### WHAT NEEDS TO BE DONE
Word for word, transcribe the lines below and drop the pictures.

Image-grounded pointing data
*-*-*

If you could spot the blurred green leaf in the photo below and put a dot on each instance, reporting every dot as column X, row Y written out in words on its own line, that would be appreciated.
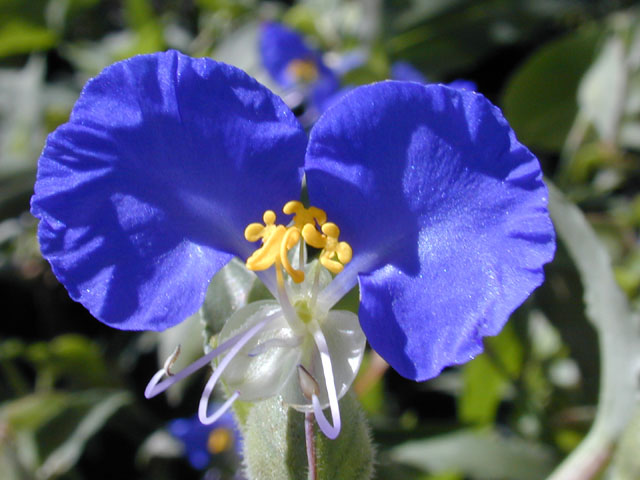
column 602, row 90
column 68, row 453
column 18, row 36
column 479, row 454
column 32, row 411
column 540, row 99
column 626, row 462
column 487, row 377
column 608, row 310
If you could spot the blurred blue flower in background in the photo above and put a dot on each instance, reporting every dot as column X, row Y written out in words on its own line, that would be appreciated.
column 404, row 71
column 146, row 192
column 201, row 442
column 296, row 67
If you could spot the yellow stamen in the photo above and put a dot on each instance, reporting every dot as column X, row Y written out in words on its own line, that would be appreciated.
column 302, row 70
column 220, row 440
column 277, row 240
column 334, row 254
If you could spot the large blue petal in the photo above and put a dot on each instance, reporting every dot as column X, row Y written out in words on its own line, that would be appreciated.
column 144, row 194
column 445, row 211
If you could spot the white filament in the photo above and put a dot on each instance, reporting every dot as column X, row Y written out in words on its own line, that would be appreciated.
column 239, row 342
column 330, row 431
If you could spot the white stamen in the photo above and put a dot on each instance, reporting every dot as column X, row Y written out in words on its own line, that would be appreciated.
column 331, row 432
column 240, row 342
column 155, row 387
column 171, row 360
column 345, row 280
column 275, row 343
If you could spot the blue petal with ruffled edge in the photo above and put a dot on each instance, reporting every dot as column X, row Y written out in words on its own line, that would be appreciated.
column 144, row 194
column 445, row 211
column 405, row 72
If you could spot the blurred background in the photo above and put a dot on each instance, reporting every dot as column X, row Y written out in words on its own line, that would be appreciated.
column 566, row 74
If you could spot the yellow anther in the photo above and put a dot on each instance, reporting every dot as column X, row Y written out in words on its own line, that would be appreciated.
column 304, row 216
column 220, row 440
column 256, row 231
column 277, row 240
column 302, row 70
column 334, row 254
column 291, row 237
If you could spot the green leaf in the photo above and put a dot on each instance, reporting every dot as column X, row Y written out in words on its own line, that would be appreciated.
column 32, row 411
column 608, row 310
column 602, row 90
column 230, row 289
column 275, row 448
column 19, row 36
column 626, row 462
column 68, row 453
column 540, row 99
column 479, row 454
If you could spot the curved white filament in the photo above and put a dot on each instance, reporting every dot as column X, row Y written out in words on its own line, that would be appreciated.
column 155, row 386
column 240, row 341
column 330, row 431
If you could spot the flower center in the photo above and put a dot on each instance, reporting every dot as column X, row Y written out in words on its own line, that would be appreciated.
column 302, row 70
column 304, row 311
column 311, row 225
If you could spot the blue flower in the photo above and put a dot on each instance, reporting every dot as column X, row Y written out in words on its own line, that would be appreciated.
column 293, row 64
column 201, row 441
column 440, row 212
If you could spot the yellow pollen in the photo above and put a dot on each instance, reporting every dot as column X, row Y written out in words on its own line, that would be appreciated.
column 302, row 70
column 220, row 440
column 334, row 254
column 277, row 240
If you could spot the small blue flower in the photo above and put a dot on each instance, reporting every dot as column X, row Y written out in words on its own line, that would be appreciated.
column 441, row 216
column 201, row 442
column 293, row 64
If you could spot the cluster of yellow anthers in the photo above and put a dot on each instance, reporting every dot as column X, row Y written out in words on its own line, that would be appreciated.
column 303, row 70
column 310, row 224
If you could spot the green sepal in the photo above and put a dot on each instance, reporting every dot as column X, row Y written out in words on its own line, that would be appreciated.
column 275, row 448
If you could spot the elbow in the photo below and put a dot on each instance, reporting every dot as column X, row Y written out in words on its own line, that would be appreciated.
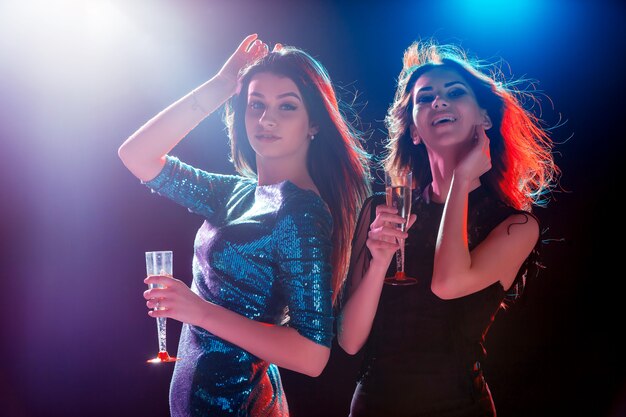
column 124, row 154
column 316, row 363
column 348, row 346
column 442, row 288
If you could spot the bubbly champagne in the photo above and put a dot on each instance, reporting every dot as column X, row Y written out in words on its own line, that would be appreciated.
column 400, row 198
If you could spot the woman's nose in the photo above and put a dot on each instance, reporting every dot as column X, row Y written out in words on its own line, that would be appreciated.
column 267, row 120
column 439, row 102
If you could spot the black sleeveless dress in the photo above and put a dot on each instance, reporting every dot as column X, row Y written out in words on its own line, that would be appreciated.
column 423, row 356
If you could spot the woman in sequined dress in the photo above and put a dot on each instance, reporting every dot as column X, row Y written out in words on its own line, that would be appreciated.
column 480, row 162
column 273, row 249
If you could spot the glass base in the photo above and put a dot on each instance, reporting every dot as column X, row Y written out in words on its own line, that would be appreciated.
column 163, row 357
column 400, row 279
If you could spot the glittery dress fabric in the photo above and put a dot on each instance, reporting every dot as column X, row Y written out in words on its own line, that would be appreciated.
column 264, row 253
column 423, row 356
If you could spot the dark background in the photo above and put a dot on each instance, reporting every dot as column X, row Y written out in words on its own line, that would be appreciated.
column 78, row 77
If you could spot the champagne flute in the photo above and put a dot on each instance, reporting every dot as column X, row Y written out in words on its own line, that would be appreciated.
column 398, row 184
column 160, row 263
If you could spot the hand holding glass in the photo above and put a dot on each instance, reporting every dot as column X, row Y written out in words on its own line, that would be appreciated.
column 398, row 186
column 160, row 263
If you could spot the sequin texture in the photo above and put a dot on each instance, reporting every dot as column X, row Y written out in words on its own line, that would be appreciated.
column 263, row 252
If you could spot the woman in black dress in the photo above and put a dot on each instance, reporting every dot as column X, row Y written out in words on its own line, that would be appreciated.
column 480, row 162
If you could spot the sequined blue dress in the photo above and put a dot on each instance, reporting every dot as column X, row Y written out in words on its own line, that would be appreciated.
column 262, row 252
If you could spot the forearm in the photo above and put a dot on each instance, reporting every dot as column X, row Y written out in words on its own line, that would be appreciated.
column 144, row 151
column 358, row 314
column 282, row 346
column 452, row 258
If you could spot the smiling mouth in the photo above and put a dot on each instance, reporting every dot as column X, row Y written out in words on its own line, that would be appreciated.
column 266, row 136
column 444, row 119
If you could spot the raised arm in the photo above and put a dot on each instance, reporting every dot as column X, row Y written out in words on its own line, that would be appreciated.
column 357, row 315
column 457, row 272
column 144, row 151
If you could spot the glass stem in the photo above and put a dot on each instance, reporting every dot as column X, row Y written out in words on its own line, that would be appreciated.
column 161, row 326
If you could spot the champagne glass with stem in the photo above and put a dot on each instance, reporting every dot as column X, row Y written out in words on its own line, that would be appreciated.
column 160, row 263
column 398, row 185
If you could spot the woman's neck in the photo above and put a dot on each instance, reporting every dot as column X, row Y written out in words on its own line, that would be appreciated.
column 442, row 171
column 277, row 171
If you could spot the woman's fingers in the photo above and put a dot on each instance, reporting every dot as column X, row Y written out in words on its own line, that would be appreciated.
column 247, row 43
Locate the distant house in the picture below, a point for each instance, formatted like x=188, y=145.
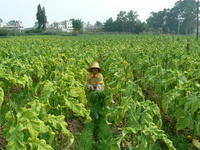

*-*-*

### TASK RESPONSE
If you could spot the blurred green leaf in the photo below and put a dot on each instance, reporting every dot as column X, row Y written out in words on its own line, that would be appreciated.
column 602, row 90
column 68, row 453
column 18, row 36
column 479, row 454
column 32, row 411
column 540, row 99
column 626, row 462
column 487, row 377
column 608, row 310
If you could spot the blurred blue flower in background in the photo above and put a dot on each instance, reporting every dot as column X, row Y written out in words on its own line, that would be appreciated.
column 404, row 71
column 146, row 192
column 201, row 442
column 296, row 67
If you could spot the yellow stamen in the photo above and put a dot on each instance, reporting every dot as column X, row Y written out in words on its own line, that would be appreciated.
column 302, row 70
column 220, row 440
column 277, row 240
column 334, row 254
If you could spot the large blue petal in the photo above and put a dot on each instance, reporting every dot as column X, row Y written out in words on its own line, that would be appreciated.
column 144, row 194
column 445, row 211
If you could spot the white filament in the photo above and put a dot on each instance, reporting every dot as column X, row Y written out in words on its own line, that would be appreciated.
column 239, row 342
column 330, row 431
If you could spot the white stamen in the photo above and put a dot on each instance, reporting every dot as column X, row Y written out in words on its own line, that would be appreciated.
column 331, row 432
column 240, row 342
column 155, row 387
column 171, row 360
column 345, row 280
column 275, row 343
If you could spot the blue petal with ruffled edge in the photo above and put a dot on each instance, reporting every dot as column X, row Y written out in words on its own line, that would be appreciated.
column 144, row 194
column 445, row 211
column 405, row 72
If you could spot the blurred background in the photo above and put a dot on each instance, reporting every dot as column X, row Y written out in words on its own line, that would be appreciated.
column 566, row 74
If you could spot the yellow anther in the photo above and put a dot on each instance, reporting every dot as column X, row Y written out in words on its own line, that would be appreciated.
column 304, row 216
column 220, row 440
column 256, row 231
column 277, row 240
column 302, row 70
column 334, row 254
column 291, row 237
If you could spot the green leaf in the photo above and put a dot on each instance, reporting every dot as column X, row Y written out in words on its own line, that would be appreciated.
column 32, row 411
column 608, row 310
column 602, row 90
column 230, row 289
column 275, row 448
column 19, row 36
column 626, row 462
column 68, row 453
column 540, row 99
column 479, row 454
If you could spot the curved white filament in the photo above and put a dot on each instance, reporting every dot as column X, row Y written out in words on its own line, that would be appreciated.
column 155, row 386
column 240, row 341
column 330, row 431
If you could spot the flower center in the photo above and put a dot on each instance, reporting every dot as column X, row Y written out in words on its own line, that would be appreciated.
column 302, row 70
column 304, row 311
column 311, row 225
If you could spot the blue flower in the photo above and put a dot on each instance, reporting every dot as column X, row Y written out in words on its own line, that would be appreciated.
column 293, row 64
column 201, row 441
column 440, row 212
If you could spot the yellow pollen in the photo above and put a dot on each instance, reporting every dot as column X, row Y written out in words on its own line, that would be appreciated.
column 302, row 70
column 220, row 440
column 334, row 254
column 277, row 240
If you could spot the small blue flower in the photo above and put a dot on each instance, reporting every dot as column X, row Y written out in words on its own line, that would be appreciated.
column 441, row 216
column 201, row 442
column 293, row 64
If you could spot the cluster of yellow anthers in the photo above and put a dot on each instance, reporting every dot as column X, row Y written out in words on its own line, that would be appreciated.
column 303, row 70
column 310, row 224
If you could spot the green sepal in the photo above and put a dot on each instance, reporting every dot as column X, row Y written out in words on its own line, that would be appreciated.
column 275, row 448
If you could spot the elbow in the photo below and put a dot on each instance, reporting every dot as column X, row Y written out in words on its own line, that would be appreciated.
column 124, row 154
column 316, row 363
column 348, row 346
column 442, row 288
If you could spot the bubbly champagne in the photo above and put a dot on each instance, reporting every dot as column X, row Y written out in words on its own line, that would be appreciated.
column 400, row 198
If you could spot the woman's nose in the photo above and put a dot on each instance, reporting every dot as column X, row Y written out in words on its own line, that would be appreciated.
column 267, row 120
column 439, row 102
If you could spot the black sleeveless dress in the photo above and put a dot on each instance, reporting every dot as column X, row Y written out in words on its own line, that would be appreciated.
column 423, row 356
If you could spot the woman in sequined dress in the photo above and put a dot on each instance, reporting every dot as column X, row Y written out in words on its own line, that would be appreciated.
column 480, row 162
column 273, row 249
If you could spot the glass base in the photo above and put a dot on each instance, reporting every dot as column X, row Y written out in words on its own line, that would be appreciated.
column 163, row 357
column 400, row 279
If you could spot the glittery dress fabric in the photo above and put a dot on each instance, reporting every dot as column X, row Y written out in words on its own line, that would be appreciated.
column 264, row 253
column 423, row 356
If you could spot the dark background in the photo above and put a dot on each instance, reporting every dot as column X, row Y written out in words on its own line, that would be appreciated.
column 78, row 77
If you could spot the champagne flute in the photo above and put a dot on each instance, reporting every dot as column X, row Y written out in words on its own line, that would be appreciated.
column 398, row 184
column 160, row 263
If you could spot the hand holding glass in the photo above and put a dot on each instance, reporting every dot as column X, row Y written out in words on its own line, that would be appreciated.
column 398, row 186
column 160, row 263
If you could spot the sequin texture in the photo above and put a dot on each instance, reporting every dot as column X, row Y written out in words on its own line, that would be appreciated.
column 263, row 252
If you could spot the woman in black dress in the photo above and put a dot on each instance, reporting every dot as column X, row Y written out in words on its own line, that would be appreciated.
column 480, row 162
If you could spot the sequined blue dress in the photo above and put a dot on each instance, reporting every dot as column X, row Y written out in words on its own line, that would be appreciated.
column 262, row 252
If you could spot the forearm in the photo above and put a dot on each instance, reporting every dot as column X, row Y written out in words on its own line, that would be appreciated.
column 144, row 151
column 358, row 314
column 282, row 346
column 452, row 258
If you could spot the smiling mouth in the photo above and put a dot on each instance, reporting every dot as column X, row Y written out in words on its own line, that would be appreciated.
column 266, row 136
column 444, row 119
If you could spot the raised arm in the photo above and put a dot on each instance, reporting every dot as column X, row Y written out in words on its own line, that would be appreciated.
column 357, row 315
column 457, row 272
column 144, row 151
If you could spot the glass stem in the photo above and put a dot on each instance, reporting every dot as column X, row Y written out in words on its own line, that would be appreciated.
column 161, row 326
If you could spot the champagne glass with stem in the photo above and put a dot on each instance, reporting every dot as column X, row Y written out in words on its own line, that would be appreciated.
column 160, row 263
column 398, row 185
If you could spot the woman's neck in the photo above and put a dot on each instance, reporting every dot as column X, row Y written out in words on its own line, that would be appreciated.
column 442, row 171
column 277, row 171
If you could spot the woman's fingers in the photo above and put a dot on each instance, reporting every dot as column X, row Y written out in words on its own line, that would be appreciated.
column 247, row 43
Locate the distant house in the picture below, a point for each instance, formatted like x=188, y=145.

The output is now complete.